Collect and copy out every line of the records below that contains the word "cloud".

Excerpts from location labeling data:
+++
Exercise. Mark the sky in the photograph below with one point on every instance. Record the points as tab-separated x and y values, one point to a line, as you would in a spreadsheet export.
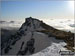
37	9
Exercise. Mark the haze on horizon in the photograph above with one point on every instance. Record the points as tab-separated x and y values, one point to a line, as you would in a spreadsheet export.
38	9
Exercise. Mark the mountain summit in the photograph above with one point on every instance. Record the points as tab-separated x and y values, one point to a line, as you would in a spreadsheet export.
35	36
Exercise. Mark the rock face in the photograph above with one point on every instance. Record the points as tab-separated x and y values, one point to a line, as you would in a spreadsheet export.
43	35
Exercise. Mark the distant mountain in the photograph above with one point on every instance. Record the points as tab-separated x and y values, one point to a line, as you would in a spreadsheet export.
35	35
2	21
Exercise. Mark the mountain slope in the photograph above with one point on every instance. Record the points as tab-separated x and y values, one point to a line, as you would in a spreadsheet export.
34	28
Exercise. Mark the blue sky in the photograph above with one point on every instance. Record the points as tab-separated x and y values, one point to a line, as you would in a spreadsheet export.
37	9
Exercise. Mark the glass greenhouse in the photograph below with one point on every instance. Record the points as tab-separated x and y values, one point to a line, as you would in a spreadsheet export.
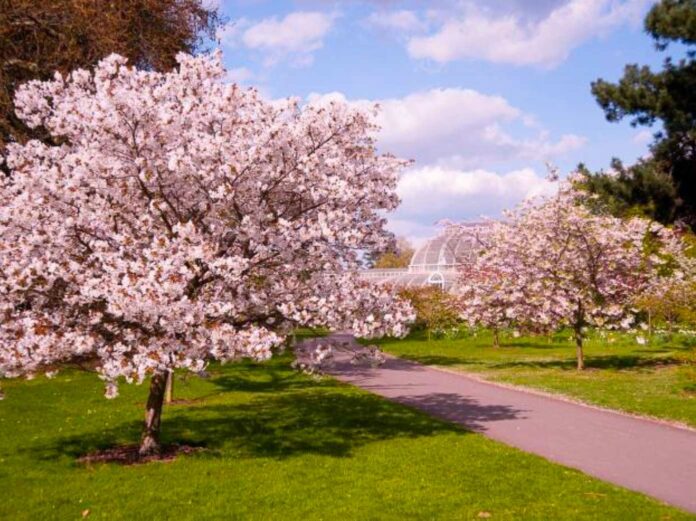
435	263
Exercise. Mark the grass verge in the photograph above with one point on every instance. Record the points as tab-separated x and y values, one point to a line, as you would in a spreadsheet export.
657	379
279	445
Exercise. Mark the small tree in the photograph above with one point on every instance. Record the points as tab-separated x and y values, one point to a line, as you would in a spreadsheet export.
555	263
435	309
669	301
184	220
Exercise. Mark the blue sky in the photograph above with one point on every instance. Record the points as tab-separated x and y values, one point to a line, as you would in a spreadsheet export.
480	94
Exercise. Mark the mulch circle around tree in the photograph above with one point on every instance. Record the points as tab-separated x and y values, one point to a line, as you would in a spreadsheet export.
129	455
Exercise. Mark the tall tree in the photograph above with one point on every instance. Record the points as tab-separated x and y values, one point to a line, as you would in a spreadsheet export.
184	220
667	97
39	37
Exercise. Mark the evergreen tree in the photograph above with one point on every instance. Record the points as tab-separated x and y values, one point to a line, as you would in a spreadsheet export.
664	186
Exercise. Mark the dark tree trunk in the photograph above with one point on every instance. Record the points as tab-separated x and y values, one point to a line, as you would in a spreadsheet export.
169	389
578	348
150	443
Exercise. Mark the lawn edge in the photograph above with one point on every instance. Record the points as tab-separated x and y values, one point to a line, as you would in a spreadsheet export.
563	397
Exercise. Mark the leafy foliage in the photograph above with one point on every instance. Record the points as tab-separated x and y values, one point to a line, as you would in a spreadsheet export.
667	97
38	38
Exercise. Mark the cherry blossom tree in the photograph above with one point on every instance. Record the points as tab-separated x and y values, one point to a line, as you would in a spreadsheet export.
182	220
553	263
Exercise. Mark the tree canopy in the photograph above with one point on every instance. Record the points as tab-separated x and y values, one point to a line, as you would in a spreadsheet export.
184	220
38	38
664	186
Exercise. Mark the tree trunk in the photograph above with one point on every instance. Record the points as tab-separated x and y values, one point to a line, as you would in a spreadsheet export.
150	443
578	349
169	389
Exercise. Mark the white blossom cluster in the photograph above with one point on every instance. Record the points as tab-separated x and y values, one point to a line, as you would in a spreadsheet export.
181	219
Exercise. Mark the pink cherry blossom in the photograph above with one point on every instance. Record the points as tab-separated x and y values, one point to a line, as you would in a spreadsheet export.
553	263
181	219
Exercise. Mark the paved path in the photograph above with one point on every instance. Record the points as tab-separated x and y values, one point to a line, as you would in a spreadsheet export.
650	457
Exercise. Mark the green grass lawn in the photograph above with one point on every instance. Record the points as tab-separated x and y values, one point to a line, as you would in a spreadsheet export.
279	445
657	379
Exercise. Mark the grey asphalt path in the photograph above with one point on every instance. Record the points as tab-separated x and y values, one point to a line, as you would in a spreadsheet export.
647	456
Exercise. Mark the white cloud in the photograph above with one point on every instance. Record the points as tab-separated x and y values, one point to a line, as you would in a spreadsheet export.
239	75
402	21
460	127
433	193
510	37
643	137
293	38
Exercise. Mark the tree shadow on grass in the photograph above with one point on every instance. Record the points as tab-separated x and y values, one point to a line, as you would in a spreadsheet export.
324	421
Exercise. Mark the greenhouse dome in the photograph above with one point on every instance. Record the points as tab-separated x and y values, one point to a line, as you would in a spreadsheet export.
434	263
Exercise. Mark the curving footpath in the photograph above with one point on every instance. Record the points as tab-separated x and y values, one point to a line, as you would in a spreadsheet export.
643	455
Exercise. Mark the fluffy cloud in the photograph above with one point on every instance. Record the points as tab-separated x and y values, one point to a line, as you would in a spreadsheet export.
431	193
402	21
511	37
434	192
239	75
643	137
294	38
460	127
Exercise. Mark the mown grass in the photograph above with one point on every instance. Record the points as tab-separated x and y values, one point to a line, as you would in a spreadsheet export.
657	379
279	445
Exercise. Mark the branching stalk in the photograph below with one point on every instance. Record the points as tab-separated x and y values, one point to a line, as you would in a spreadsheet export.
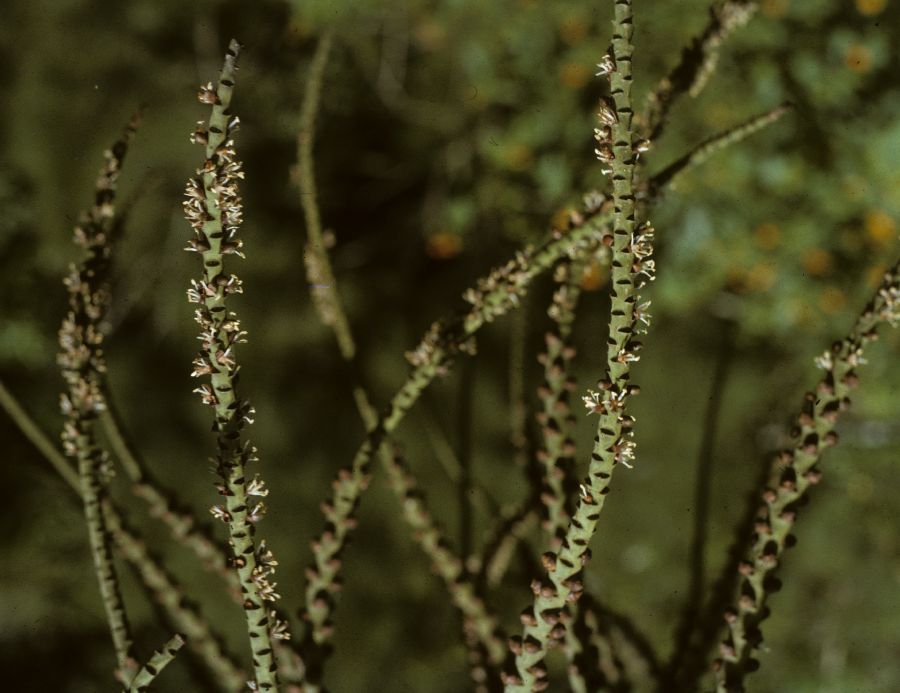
794	472
323	585
213	207
162	587
82	363
698	62
714	144
159	661
546	619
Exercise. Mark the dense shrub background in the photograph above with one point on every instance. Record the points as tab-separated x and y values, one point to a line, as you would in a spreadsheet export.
450	134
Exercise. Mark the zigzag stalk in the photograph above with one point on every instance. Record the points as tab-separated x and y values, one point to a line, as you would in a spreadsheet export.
162	588
213	207
794	472
323	585
545	620
492	297
82	363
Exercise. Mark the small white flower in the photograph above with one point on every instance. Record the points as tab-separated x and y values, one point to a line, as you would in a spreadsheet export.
825	361
257	487
606	66
220	513
593	401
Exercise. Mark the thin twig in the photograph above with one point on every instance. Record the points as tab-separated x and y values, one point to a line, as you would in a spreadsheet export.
163	589
698	61
793	473
693	603
545	620
710	146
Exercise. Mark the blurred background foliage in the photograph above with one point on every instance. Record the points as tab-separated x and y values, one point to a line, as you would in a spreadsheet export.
451	133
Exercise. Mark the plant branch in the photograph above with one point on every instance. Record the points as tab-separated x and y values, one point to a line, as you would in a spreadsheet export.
159	661
82	363
714	144
793	473
698	62
213	208
162	587
545	620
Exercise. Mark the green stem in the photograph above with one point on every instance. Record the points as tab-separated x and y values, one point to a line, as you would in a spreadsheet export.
557	423
82	364
698	61
37	438
793	473
714	144
322	587
159	661
162	587
213	208
546	620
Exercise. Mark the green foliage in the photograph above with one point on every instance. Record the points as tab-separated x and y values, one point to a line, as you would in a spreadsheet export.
449	135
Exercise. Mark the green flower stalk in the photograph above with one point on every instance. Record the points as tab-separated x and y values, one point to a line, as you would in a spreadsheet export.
82	363
794	472
159	661
180	614
213	207
324	582
547	618
557	423
160	585
491	297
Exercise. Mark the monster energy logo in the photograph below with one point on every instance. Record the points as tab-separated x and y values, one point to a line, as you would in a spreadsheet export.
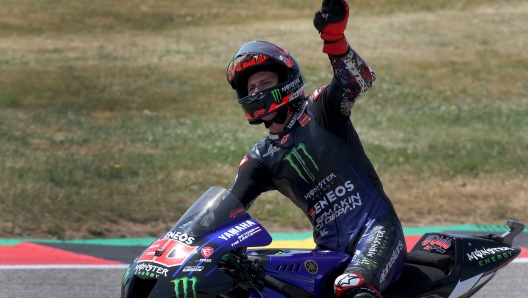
+++
→ Final result:
Exercise. Mark the white cloud in the photograph above with one point on every instance. Record the points as tab-separated x and y values, one point to a line, as you would in a spreadsheet export.
Exercise. Mark the fluffy cloud in the photograph above with one point on every instance. Record the points as tab-separated x and y values, one point to a line, as you would in a spreadsheet export.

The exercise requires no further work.